▸ **Source excerpt**

--- BEGIN ---

Activision Blizzard has laid off at least a dozen Raven Software contractors who test games for quality assurance as part of a studio restructuring. More contractors will be informed over the next few days if they have been laid off too, current employees told The Washington Post.

Raven Software, an Activision Blizzard-owned studio that produces games like “Call of Duty: Black Ops Cold War” and “Call of Duty: Warzone,” is meeting with contractors from Friday, Dec. 3 to Dec. 8 to tell them if they are being promoted or terminated on Jan. 28, employees said. About a third of the studio’s quality assurance testers have been informed they are laid off so far.

Workers that are promoted to full-time will receive $1.50 per hour raises, moving to an hourly rate of $18.50. They’ll also receive more benefits and bonuses, employees said they were told.

So, you worked on a video game. You might not appear in the credits.

“I feel hurt and betrayed," said one Raven Software contractor who was informed on Friday he had been laid off. He and other Raven Software contractors spoke with The Post on the condition of anonymity, stating a desire to continue work in the video game industry. “The majority of individuals who have had their meetings were fired. ... Everyone was told, ‘You did nothing wrong,’ after being given the bad news."

--- END ---

▸ **Requirement a**
In the rows below, starting at the line that contains "Pick out each instance of the palm" and ending at the last row, write out every line again with its request included. Multiply each point coordinate in the answers by 1.2 and round to whole numbers with halves going up, leaving the request text unchanged and giving only these lines.

▸ **Data rows**
--- BEGIN ---

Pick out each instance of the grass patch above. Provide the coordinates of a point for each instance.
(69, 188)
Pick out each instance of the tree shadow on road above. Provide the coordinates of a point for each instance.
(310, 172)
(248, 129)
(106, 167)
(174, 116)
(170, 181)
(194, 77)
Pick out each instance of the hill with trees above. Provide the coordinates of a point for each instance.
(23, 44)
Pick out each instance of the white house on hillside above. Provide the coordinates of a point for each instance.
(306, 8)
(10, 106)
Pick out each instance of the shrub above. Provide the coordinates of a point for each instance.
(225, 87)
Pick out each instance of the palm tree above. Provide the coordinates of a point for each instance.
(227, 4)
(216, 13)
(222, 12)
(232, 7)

--- END ---

▸ **Requirement b**
Answer briefly from the Raven Software excerpt, one line each:
(i) What hourly rate will workers promoted to full-time move to?
(ii) On what date will contractors be promoted or terminated?
(iii) What share of the studio's quality assurance testers have been told so far that they are laid off?

▸ **Answer a**
Pick out each instance of the palm tree above. Provide the coordinates of a point for each instance.
(272, 5)
(259, 16)
(266, 14)
(278, 8)

▸ **Answer b**
(i) $18.50 per hour
(ii) Jan. 28
(iii) About a third